- **Work order**
The data below is to be retyped exactly, line by line.

- **Given data**
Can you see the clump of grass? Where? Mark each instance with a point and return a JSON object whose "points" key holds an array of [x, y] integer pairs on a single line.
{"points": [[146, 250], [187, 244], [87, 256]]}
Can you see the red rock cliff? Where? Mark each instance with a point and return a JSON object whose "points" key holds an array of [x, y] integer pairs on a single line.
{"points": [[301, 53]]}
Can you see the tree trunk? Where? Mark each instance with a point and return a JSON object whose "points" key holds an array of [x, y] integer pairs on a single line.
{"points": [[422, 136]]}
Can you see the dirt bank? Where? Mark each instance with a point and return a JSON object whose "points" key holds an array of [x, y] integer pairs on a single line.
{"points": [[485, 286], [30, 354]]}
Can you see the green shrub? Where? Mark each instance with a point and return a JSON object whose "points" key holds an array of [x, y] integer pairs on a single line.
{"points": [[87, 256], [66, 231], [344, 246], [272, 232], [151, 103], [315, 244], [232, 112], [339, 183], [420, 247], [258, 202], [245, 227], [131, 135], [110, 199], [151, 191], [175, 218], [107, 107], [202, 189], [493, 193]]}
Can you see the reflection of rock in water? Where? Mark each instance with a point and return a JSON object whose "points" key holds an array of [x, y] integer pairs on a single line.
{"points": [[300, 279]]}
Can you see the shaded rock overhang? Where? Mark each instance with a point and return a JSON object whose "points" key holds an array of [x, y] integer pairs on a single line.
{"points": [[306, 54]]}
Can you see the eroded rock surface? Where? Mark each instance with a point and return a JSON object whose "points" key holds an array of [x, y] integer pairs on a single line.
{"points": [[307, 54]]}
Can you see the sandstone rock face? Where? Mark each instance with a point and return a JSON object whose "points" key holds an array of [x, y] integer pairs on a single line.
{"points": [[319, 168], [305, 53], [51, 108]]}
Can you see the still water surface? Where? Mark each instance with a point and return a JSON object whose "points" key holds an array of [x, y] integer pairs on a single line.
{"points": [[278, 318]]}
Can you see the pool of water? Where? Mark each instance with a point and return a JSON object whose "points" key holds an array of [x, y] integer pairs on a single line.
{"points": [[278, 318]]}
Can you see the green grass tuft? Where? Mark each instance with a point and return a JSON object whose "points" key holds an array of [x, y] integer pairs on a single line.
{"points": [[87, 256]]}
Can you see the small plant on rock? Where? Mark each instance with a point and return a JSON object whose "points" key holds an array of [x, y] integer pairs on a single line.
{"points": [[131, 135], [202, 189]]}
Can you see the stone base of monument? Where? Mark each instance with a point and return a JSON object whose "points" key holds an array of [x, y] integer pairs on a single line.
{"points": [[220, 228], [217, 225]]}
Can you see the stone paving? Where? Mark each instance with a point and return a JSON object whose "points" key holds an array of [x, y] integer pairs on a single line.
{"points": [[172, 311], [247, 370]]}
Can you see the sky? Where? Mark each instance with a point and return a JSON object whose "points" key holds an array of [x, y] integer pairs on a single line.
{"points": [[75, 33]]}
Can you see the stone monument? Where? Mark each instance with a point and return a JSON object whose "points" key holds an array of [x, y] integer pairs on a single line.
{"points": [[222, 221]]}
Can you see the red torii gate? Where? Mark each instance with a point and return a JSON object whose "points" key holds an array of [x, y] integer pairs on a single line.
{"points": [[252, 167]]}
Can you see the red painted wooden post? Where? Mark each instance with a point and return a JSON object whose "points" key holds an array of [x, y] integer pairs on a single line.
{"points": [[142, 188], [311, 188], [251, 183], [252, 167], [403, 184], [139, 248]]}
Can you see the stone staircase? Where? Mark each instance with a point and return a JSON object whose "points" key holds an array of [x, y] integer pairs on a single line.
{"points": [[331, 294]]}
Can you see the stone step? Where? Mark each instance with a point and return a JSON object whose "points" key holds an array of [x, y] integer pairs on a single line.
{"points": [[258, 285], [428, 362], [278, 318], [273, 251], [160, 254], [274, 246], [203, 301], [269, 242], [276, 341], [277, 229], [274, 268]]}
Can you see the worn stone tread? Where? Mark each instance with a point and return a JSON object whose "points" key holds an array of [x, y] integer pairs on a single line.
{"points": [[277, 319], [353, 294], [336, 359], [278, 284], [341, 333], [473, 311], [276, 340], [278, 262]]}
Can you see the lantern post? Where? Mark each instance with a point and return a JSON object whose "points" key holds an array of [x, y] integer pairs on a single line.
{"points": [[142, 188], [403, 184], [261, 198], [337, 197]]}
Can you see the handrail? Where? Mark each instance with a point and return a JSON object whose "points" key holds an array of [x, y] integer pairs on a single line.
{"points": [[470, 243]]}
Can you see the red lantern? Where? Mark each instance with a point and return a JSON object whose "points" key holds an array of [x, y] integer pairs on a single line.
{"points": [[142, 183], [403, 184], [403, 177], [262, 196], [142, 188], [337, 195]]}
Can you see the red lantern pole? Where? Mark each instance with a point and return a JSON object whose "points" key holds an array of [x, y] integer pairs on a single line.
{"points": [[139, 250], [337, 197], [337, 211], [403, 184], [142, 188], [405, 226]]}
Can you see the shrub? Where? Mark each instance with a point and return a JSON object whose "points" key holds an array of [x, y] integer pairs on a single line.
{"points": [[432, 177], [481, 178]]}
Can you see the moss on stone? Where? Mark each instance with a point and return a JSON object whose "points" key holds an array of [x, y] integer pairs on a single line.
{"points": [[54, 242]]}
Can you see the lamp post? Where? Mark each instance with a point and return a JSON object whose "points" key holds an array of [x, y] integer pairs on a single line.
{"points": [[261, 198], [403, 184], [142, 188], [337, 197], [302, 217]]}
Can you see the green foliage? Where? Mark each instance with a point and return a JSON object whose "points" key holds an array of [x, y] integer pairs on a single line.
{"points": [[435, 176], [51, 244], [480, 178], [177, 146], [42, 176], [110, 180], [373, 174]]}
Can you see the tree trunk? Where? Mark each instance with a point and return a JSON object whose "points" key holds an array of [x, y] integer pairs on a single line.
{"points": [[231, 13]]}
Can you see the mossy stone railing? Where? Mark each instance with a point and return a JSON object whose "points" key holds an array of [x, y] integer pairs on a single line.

- **Answer for the task**
Can you see the clump of grass? Where? Mark each instance with a point and return a JSON object whose "points" key holds an array of [x, y] integer pairs on a single line.
{"points": [[146, 250], [187, 244], [87, 256]]}
Can you see the red rock cliff? Where? Mark each instance with a point and return a JSON object whose "points" key holds an array of [x, y] integer pairs on a single line.
{"points": [[301, 53]]}
Can you see the tree trunk? Where? Mark each instance with a point and return a JSON object whose "points" key holds an array of [x, y] integer pairs on a single line.
{"points": [[422, 136]]}
Can you see the dirt bank? Where? Mark each instance with a point and return a JSON object whose "points" key holds an array of [x, y] integer pairs on a single line.
{"points": [[485, 286], [30, 354]]}
Can you see the green shrub? Where? Mark each instance with a point and return a JSON object whose "points" key holds an array of [x, y] integer pairs on a single line.
{"points": [[87, 256], [66, 231], [344, 246], [272, 232], [151, 103], [315, 244], [232, 112], [339, 183], [420, 247], [258, 202], [245, 227], [131, 135], [110, 199], [151, 191], [175, 218], [107, 107], [202, 189], [493, 193]]}
Can you see the reflection of rock in water? Where? Mark each instance with a point and return a JSON object whose "points" key holds an array of [x, y] integer pairs on a single line.
{"points": [[300, 279]]}
Can you see the shaded rock overhang? Where? Mark each instance with a point and return a JSON object whose "points" key holds an array of [x, y] integer pairs on a single line.
{"points": [[306, 54]]}
Can you see the eroded rock surface? Where? Mark each instance with a point and return a JSON object whose "points" key holds an array of [x, y] integer pairs on a single line.
{"points": [[307, 54]]}
Can you see the sandstone rock face? Where? Mark each instance with a point and return a JSON object whose "points" key holds an array of [x, y] integer pairs on a single line.
{"points": [[319, 168], [305, 53], [51, 108]]}
Can you see the still water surface? Where? Mark each instance with a point and return a JSON object whose "points" key holds an array of [x, y] integer pairs on a single line.
{"points": [[278, 318]]}
Can you see the pool of water? Where? Mark each instance with a point and return a JSON object whose "points" key holds an array of [x, y] integer pairs on a single line.
{"points": [[278, 318]]}
Can you see the green grass tuft? Where? Mark each instance with a point and return a JSON object whose "points" key holds an array of [x, y] integer pairs on a single line.
{"points": [[87, 256]]}
Can you see the small plant on rock? Where? Mark each instance with a point and return a JSON object whose "points" key holds an array of [x, y] integer pairs on a single line.
{"points": [[131, 135], [202, 189]]}
Can you see the stone base of monument? Where? Mark each instance with a point and return a JSON object whose "points" key holds an array of [x, y] integer pairs on a single line.
{"points": [[220, 228], [217, 225]]}
Can you see the stone paving? Where? Mark each instance with a point and return a JSON object whose "points" key holds an array of [x, y] integer pairs on a single line.
{"points": [[172, 311], [247, 370]]}
Can you see the sky? Where? Mark each instance with a point and return a JSON object whose "points" key holds an array of [x, y] integer pairs on a single line.
{"points": [[75, 33]]}
Can you see the stone monument? Where? Mark each instance with a point and return a JSON object whose "points" key holds an array of [x, y] integer pairs on a single line.
{"points": [[222, 221]]}
Can you see the red torii gate? Where? Mark each instance with a point and return a JSON object whose "points" key holds an array of [x, y] integer pairs on a single line.
{"points": [[252, 167]]}
Can you see the red painted wooden post? Where? Mark each instance with a point and return a JSON object whose "points" key holds an array of [x, y] integer pairs on a single line.
{"points": [[142, 188], [311, 188], [251, 183], [252, 167], [403, 184], [139, 248]]}
Can you see the stone staircase? Where? Mark each instance with a point and return a JSON object whose "points" key holds an array of [x, y] integer pairs on a single line.
{"points": [[331, 294]]}
Can you see the stone step? Where? Mark each instance with a point and return a JSON object whose "points" key holds an array of [x, y] integer pairs on a single line.
{"points": [[258, 285], [428, 362], [278, 318], [273, 251], [160, 254], [274, 246], [203, 301], [269, 242], [276, 341], [277, 229], [274, 268]]}
Can you see the worn stone tread? Where? Mark each instance with a point and return a JSON object whose "points" key holds an array of [x, y] integer pairs on a single line.
{"points": [[277, 319], [353, 294], [336, 359], [278, 284], [341, 333], [473, 311], [276, 340], [278, 262]]}
Can you see the lantern post? Where? Mark each instance with a point and return a JSON object whose "points" key holds an array of [x, y] integer pairs on a single line.
{"points": [[142, 188], [403, 184], [261, 198], [337, 197]]}
Can you see the handrail? Where? Mark each instance with a point and return a JSON object whose "points" key holds an array of [x, y] integer pairs on a single line.
{"points": [[470, 243]]}
Can you see the red lantern? Where? Mark each instance with a point and return a JSON object whose "points" key holds an array of [x, y] integer pairs on a single line.
{"points": [[142, 183], [403, 184], [403, 177], [262, 196], [142, 188], [337, 195]]}
Can you see the red lantern pole? Where? Mark each instance with a point and return a JSON object whose "points" key holds an array of [x, y] integer pairs on a single line.
{"points": [[139, 250], [337, 197], [337, 211], [403, 184], [142, 188], [405, 226]]}
Can you see the shrub? Where? Mark each instance with a point and return a JSON object whose "points" key holds an array of [x, y] integer pairs on a single line.
{"points": [[432, 177], [481, 178]]}
Can you see the moss on stone? Where? Mark each instance with a point and return a JSON object whose "points" key holds an array of [x, y] integer pairs on a single line.
{"points": [[54, 242]]}
Can you see the lamp post? Where? Mark each instance with a point and return a JSON object whose "points" key holds an array of [x, y] integer pairs on a single line.
{"points": [[261, 198], [403, 184], [142, 188], [337, 197], [302, 217]]}
Can you see the green foliage? Where? Mark each instance with a point and return a JSON object whose "points" key holds an array of [x, y] integer pairs on a single line.
{"points": [[435, 176], [51, 244], [480, 178], [177, 146], [42, 176], [110, 180], [373, 174]]}
Can you see the tree trunk? Where? Mark each instance with a point and return a JSON object whose "points" key holds an array of [x, y] integer pairs on a single line.
{"points": [[231, 13]]}
Can you see the mossy stone railing? Where? Mark each instance with a point and return a JSON object whose "points" key holds an array of [x, y] integer pairs on a single line.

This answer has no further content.